RECORDS SHOWN →
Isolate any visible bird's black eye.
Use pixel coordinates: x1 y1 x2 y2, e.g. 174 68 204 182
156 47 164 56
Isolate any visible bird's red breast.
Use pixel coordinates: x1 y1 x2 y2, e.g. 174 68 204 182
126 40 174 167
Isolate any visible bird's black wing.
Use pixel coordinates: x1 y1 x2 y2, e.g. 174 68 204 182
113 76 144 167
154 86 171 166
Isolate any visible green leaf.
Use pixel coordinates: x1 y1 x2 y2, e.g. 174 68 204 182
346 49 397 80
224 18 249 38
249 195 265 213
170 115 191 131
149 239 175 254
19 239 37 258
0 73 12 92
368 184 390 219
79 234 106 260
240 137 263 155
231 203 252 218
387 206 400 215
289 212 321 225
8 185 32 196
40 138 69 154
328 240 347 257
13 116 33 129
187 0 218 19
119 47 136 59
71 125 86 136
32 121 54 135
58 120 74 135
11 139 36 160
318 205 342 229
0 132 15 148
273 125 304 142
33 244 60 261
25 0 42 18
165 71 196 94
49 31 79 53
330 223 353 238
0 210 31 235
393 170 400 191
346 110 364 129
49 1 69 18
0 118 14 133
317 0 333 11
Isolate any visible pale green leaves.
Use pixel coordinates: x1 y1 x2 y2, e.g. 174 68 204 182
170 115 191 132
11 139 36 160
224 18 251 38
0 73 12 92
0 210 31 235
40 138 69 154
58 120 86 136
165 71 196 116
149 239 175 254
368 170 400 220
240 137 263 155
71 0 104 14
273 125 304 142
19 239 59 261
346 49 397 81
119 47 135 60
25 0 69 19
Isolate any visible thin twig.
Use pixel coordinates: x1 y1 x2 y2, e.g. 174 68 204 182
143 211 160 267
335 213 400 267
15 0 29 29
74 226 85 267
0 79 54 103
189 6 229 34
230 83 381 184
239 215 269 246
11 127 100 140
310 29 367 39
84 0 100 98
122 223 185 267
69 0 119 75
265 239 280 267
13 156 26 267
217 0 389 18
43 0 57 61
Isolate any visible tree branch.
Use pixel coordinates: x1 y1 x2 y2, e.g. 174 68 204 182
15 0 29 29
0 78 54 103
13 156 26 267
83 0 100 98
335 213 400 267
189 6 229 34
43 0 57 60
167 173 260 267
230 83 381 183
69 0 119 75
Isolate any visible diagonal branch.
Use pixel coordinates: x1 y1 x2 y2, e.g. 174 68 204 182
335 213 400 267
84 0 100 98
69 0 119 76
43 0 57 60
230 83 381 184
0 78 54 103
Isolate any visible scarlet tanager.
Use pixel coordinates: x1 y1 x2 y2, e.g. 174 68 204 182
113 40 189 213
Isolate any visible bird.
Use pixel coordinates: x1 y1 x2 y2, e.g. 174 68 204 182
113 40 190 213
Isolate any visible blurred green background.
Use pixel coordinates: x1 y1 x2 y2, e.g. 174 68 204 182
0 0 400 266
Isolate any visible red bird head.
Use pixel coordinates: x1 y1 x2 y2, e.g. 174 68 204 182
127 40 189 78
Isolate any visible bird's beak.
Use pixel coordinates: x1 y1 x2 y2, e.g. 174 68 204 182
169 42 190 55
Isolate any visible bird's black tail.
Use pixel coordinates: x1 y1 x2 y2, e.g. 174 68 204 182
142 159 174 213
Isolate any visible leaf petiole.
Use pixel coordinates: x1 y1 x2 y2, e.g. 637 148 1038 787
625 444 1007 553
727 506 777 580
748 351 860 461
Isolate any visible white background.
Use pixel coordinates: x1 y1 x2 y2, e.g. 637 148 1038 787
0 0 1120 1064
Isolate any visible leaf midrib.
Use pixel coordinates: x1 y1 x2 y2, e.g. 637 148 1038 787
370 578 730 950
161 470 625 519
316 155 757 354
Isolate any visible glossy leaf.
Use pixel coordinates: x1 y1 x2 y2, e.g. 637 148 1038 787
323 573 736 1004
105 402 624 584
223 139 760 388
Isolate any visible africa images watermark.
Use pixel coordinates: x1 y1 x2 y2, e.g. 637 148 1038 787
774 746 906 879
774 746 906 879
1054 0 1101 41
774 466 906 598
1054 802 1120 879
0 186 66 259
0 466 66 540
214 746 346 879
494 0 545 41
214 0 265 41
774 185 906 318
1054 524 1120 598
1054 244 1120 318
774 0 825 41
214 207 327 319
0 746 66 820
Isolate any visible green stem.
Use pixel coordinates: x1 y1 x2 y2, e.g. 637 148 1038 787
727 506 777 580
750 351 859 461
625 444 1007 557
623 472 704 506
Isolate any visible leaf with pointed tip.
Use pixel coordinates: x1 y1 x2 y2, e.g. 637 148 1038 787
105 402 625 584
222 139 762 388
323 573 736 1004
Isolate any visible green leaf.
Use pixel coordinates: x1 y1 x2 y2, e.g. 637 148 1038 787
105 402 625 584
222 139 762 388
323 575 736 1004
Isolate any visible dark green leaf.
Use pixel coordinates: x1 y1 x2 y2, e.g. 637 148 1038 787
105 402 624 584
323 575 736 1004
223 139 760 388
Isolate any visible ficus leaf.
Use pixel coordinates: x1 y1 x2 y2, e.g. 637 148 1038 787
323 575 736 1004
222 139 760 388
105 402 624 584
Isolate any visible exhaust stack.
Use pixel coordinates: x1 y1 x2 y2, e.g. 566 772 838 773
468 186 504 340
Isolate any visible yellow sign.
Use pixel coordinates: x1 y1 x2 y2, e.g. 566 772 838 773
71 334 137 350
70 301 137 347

OBJECTIVE → Copy every item above word for word, changing nothing.

RESULT FOR THIS EXERCISE →
Isolate any visible bird's black eye.
Use pixel coordinates: x1 y1 x2 y2, e.g. 174 68 204 182
156 47 164 56
Isolate any visible bird's red breast.
Use pixel coordinates: x1 y1 x2 y2, e.g. 174 68 204 182
126 40 174 167
Isolate any visible bird's black wing.
Use pixel coordinates: x1 y1 x2 y2, e.g. 174 68 204 182
113 76 144 167
154 86 171 166
Isolate any visible green leaf.
Use pixel coordinates: x1 y1 x2 y2, e.g. 174 68 204 182
346 49 397 80
224 18 249 38
249 195 265 213
170 115 191 131
149 239 175 254
19 239 37 258
0 73 12 92
368 184 390 219
79 234 106 260
240 137 263 155
231 203 252 218
387 206 400 215
289 212 321 225
8 185 32 196
40 138 69 154
328 240 347 257
13 116 33 129
187 0 218 19
119 47 136 59
71 125 86 136
32 121 54 135
58 120 74 135
11 139 36 160
318 205 342 229
0 132 15 148
273 125 304 142
33 244 60 261
25 0 42 18
165 71 196 94
49 31 79 53
330 223 353 238
0 210 31 235
393 170 400 191
346 110 364 129
49 1 69 18
0 118 14 133
317 0 333 11
Isolate any visible pale green leaves.
Use pixel coordinates: x1 y1 x2 y2, e.g. 174 68 204 182
170 115 191 132
11 139 36 160
224 18 251 38
0 73 12 92
0 210 31 235
40 138 69 154
58 120 86 136
165 71 196 116
149 239 175 254
368 170 400 220
240 137 263 155
71 0 104 14
273 125 304 142
19 239 59 261
346 49 397 81
119 47 135 60
25 0 69 19
Isolate any visible thin twig.
Use pixel coordinates: x1 y1 x2 y2, e.g. 174 68 204 182
143 211 160 267
335 213 400 267
15 0 29 29
74 226 85 267
0 79 54 103
189 6 229 34
230 83 381 184
239 215 269 246
11 127 100 140
310 29 367 39
84 0 100 98
122 223 185 267
69 0 119 75
265 239 280 267
13 156 26 267
217 0 389 18
43 0 57 61
Isolate any visible tree branch.
Use pixel coordinates: x1 y1 x2 y2, e.g. 174 68 204 182
15 0 29 29
0 78 54 103
13 156 26 267
83 0 100 98
335 213 400 267
189 6 229 34
43 0 57 60
167 173 260 267
230 83 381 183
69 0 119 75
Isolate any visible diagonal branch.
Use pixel coordinates: x1 y1 x2 y2, e.g. 174 68 204 182
335 213 400 267
84 0 100 98
69 0 119 76
43 0 57 60
230 83 381 184
0 78 54 103
Isolate any visible scarlet tanager.
Use pixel coordinates: x1 y1 x2 y2, e.g. 174 68 204 182
113 40 189 213
Isolate any visible bird.
Use pixel coordinates: x1 y1 x2 y2, e.g. 174 68 204 182
113 40 190 213
Isolate any visible blurred green background.
Use pixel coordinates: x1 y1 x2 y2, e.g. 174 68 204 182
0 0 400 266
Isolate any visible red bird head.
Use pixel coordinates: x1 y1 x2 y2, e.g. 174 68 204 182
127 40 189 78
Isolate any visible bird's beak.
Use pixel coordinates: x1 y1 x2 y2, e.g. 174 68 204 182
169 42 190 55
Isolate any visible bird's black tail.
Use pixel coordinates: x1 y1 x2 y2, e.g. 174 68 204 182
142 159 174 213
Isolate any visible leaf petiole.
Use pixel coordinates: x1 y1 x2 y2, e.g. 637 148 1038 787
625 444 1007 553
727 506 777 580
748 351 860 461
Isolate any visible white background.
Use pixel coordinates: x1 y1 x2 y2, e.g. 637 148 1038 787
0 0 1120 1064
Isolate any visible leaf midrib.
Use pixel coordinates: x1 y1 x2 y2, e.g. 637 148 1038 787
370 578 730 950
161 470 625 519
316 155 757 354
Isolate any visible glossy leaf.
Use pixel coordinates: x1 y1 x2 y2, e.g. 637 148 1038 787
323 573 736 1004
105 402 624 584
223 139 760 388
Isolate any visible africa images watermark.
Use pixel coordinates: x1 y1 x2 y2, e.g. 637 148 1038 787
774 746 906 879
774 746 906 879
1054 0 1101 41
774 466 906 598
1054 802 1120 879
0 186 66 259
0 466 66 540
214 746 346 879
494 0 545 41
214 0 265 41
774 185 906 318
1054 524 1120 598
1054 244 1120 318
774 0 825 41
214 207 327 319
0 746 66 820
Isolate any visible green stem.
Use pixel coordinates: x1 y1 x2 y2, e.g. 637 148 1038 787
727 506 777 580
750 351 859 461
625 444 1007 557
623 472 704 506
Isolate any visible leaf with pointed tip.
Use pixel coordinates: x1 y1 x2 y2, e.g. 637 148 1038 787
105 402 625 584
222 139 762 388
323 573 736 1004
Isolate any visible green leaf.
Use pixel coordinates: x1 y1 x2 y2, e.g. 637 148 1038 787
105 402 625 584
222 139 762 388
323 575 736 1004
Isolate any visible dark green leaf.
Use pixel coordinates: x1 y1 x2 y2, e.g. 637 148 1038 787
105 402 624 584
323 575 736 1004
223 139 760 388
Isolate any visible ficus leaf.
Use pixel coordinates: x1 y1 x2 y2, e.g. 637 148 1038 787
323 575 736 1004
222 139 760 388
105 402 624 584
Isolate any visible exhaust stack.
Use pixel coordinates: x1 y1 x2 y2, e.g. 566 772 838 773
468 186 504 340
Isolate any visible yellow sign.
Use pixel coordinates: x1 y1 x2 y2, e.g. 566 772 838 773
71 334 137 350
70 301 137 347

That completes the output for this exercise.